* [EXTRACT TO READ]
---------------
# Wife happened upon some cedar...now what?



## beelzerob (May 2, 2010)

My wife came across some freshly cut cedar. Unfortunately she didn't get the chance to cut it herself, or it might have been cut into better sized logs, but we won't look gift wood in the mouth. There's some pretty decent diameter pieces in there towards the bottom.

















I've not milled up any logs yet except some black locust, and that went spectacularly bad....so I'm looking for some confidence building measures here.

Do I need to paint the ends of these immediately? I know with oak, it begins checking about as soon as you cut it down. It's basically the difference between painting it tonight or tomorrow, that's all. If it can wait for tomorrow, then I'm happy to let it wait.
---------------
* [DATA BLOCK]
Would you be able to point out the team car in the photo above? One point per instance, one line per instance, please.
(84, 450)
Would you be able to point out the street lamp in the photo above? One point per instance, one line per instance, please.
---------------
* [COMPLETE THE FOLLOWING]
- 1) In the cedar post, which wood does the writer say starts checking almost as soon as it is cut down?
- 2) Say whether each statement agrees with the cedar post: (a) The wife cut the cedar herself. (b) The writer's earlier milling of black locust went well. (c) The pieces with a decent diameter are toward the bottom.
- 3) Rewrite the part of the cedar post starting at "Do I need to" and ending at "let it wait.", putting "maple" in place of "oak".
The data plays no part here.

* [RESPONSES TO THE TASKS]
- 1) Oak.

- 2)
(a) No: "she didn't get the chance to cut it herself"
(b) No: "that went spectacularly bad"
(c) Yes: "There's some pretty decent diameter pieces in there towards the bottom."

- 3)
Do I need to paint the ends of these immediately? I know with maple, it begins checking about as soon as you cut it down. It's basically the difference between painting it tonight or tomorrow, that's all. If it can wait for tomorrow, then I'm happy to let it wait.